Give a verbatim quotation of every record.
## start Data shown
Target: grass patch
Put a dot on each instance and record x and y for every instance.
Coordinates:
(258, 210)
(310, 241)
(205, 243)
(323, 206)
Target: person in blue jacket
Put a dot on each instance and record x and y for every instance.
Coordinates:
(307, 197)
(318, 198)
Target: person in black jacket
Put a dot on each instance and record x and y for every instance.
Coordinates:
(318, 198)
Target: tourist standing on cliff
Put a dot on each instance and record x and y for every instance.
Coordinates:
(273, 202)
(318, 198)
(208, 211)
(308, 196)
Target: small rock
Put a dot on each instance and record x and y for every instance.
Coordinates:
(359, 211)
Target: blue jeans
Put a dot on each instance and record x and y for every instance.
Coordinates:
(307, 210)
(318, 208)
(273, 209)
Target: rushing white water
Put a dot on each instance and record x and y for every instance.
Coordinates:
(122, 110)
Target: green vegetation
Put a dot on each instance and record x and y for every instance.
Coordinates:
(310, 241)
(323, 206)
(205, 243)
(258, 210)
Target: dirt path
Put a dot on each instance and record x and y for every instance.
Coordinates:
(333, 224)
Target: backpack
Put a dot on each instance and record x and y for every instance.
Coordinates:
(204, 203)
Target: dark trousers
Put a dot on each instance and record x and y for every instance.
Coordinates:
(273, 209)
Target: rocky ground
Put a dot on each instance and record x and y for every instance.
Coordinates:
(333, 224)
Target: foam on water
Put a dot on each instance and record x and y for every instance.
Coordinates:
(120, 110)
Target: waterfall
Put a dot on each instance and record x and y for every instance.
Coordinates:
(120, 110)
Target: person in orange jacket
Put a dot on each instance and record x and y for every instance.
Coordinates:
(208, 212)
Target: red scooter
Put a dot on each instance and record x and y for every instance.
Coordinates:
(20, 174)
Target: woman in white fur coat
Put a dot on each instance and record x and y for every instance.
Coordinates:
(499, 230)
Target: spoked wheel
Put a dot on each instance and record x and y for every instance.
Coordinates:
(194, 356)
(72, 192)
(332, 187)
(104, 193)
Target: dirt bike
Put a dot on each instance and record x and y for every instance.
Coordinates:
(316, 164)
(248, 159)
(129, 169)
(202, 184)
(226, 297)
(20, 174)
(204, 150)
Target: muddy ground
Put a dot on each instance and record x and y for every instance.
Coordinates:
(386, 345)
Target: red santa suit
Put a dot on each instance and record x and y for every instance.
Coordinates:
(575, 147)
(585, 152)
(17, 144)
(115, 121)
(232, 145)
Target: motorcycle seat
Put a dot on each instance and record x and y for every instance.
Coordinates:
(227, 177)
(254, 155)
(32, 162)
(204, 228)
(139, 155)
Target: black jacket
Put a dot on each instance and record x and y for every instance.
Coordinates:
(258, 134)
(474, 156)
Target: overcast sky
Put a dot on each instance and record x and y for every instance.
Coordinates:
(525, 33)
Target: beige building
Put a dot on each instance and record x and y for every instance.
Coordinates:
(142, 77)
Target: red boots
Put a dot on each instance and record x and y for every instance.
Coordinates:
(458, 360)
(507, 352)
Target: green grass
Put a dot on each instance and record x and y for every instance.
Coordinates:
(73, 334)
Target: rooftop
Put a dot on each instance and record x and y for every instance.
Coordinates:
## end Data shown
The output.
Target: grass patch
Put a dot on each instance and record x and y for every instance.
Coordinates:
(258, 210)
(310, 241)
(205, 243)
(323, 206)
Target: person in blue jacket
Put a dot on each instance and record x and y for every instance.
Coordinates:
(307, 197)
(318, 198)
Target: person in black jacket
Put a dot on each instance and record x and y for every instance.
Coordinates:
(318, 198)
Target: tourist standing on cliff
Put a dot on each instance and record x and y for every instance.
Coordinates:
(273, 202)
(318, 198)
(208, 211)
(308, 196)
Target: small rock
Put a dot on each instance and record x and y for every instance.
Coordinates:
(359, 211)
Target: blue jeans
Put a dot on each instance and record x and y for every instance.
Coordinates:
(307, 210)
(318, 208)
(273, 209)
Target: rushing white water
Put a dot on each instance and record x and y for every instance.
Coordinates:
(122, 110)
Target: green vegetation
Put a dot on each instance and record x and y for every instance.
Coordinates:
(310, 241)
(323, 206)
(205, 243)
(258, 210)
Target: dirt path
Put a dot on each instance and record x and y for every instance.
Coordinates:
(333, 224)
Target: backpack
Put a dot on each instance and record x and y for every instance.
Coordinates:
(204, 203)
Target: dark trousers
Put a dot on each instance and record x and y for every instance.
Coordinates:
(273, 209)
Target: rocky ground
Put a dot on each instance and record x and y for every instance.
Coordinates:
(333, 224)
Target: foam on water
Put a dot on each instance and record x and y for every instance.
Coordinates:
(120, 110)
Target: waterfall
Put a dot on each instance and record x and y for every instance.
Coordinates:
(120, 110)
Target: person in orange jacket
Put a dot on each instance and record x and y for every instance.
Coordinates:
(208, 212)
Target: red scooter
Put a dot on each instance and record x and y for every instance.
Coordinates:
(20, 174)
Target: woman in white fur coat
Put a dot on each instance and record x and y for every instance.
Coordinates:
(499, 230)
Target: spoked wheel
Put a dot on each instance and record x and y for every instance.
Coordinates:
(194, 356)
(72, 192)
(332, 187)
(104, 193)
Target: dirt bike
Put a dot on each instance and record x and y for every instance.
Coordinates:
(316, 164)
(248, 159)
(129, 169)
(202, 184)
(226, 297)
(20, 174)
(204, 150)
Target: muddy ground
Put a dot on each instance and record x and y for every instance.
Coordinates:
(386, 345)
Target: red santa suit
Put a dot on each instance and record x and y for every instance.
Coordinates:
(575, 147)
(585, 152)
(17, 144)
(115, 121)
(232, 145)
Target: motorcycle seat
Put a dot on each instance and record x and y for every instance.
Coordinates:
(227, 177)
(254, 155)
(32, 162)
(204, 228)
(139, 155)
Target: black jacket
Put a dot on each instance and record x and y for every instance.
Coordinates:
(258, 134)
(474, 156)
Target: overcast sky
Put a dot on each instance and record x and y for every instance.
Coordinates:
(525, 33)
Target: beige building
Put a dot on each instance and record x and y for every instance.
Coordinates:
(142, 77)
Target: red boots
Put a dot on each instance and record x and y for every instance.
Coordinates:
(458, 360)
(507, 352)
Target: green grass
Put a dot on each instance and record x and y for every instance.
Coordinates:
(73, 334)
Target: rooftop
Put a dot on each instance and record x and y for every instance.
Coordinates:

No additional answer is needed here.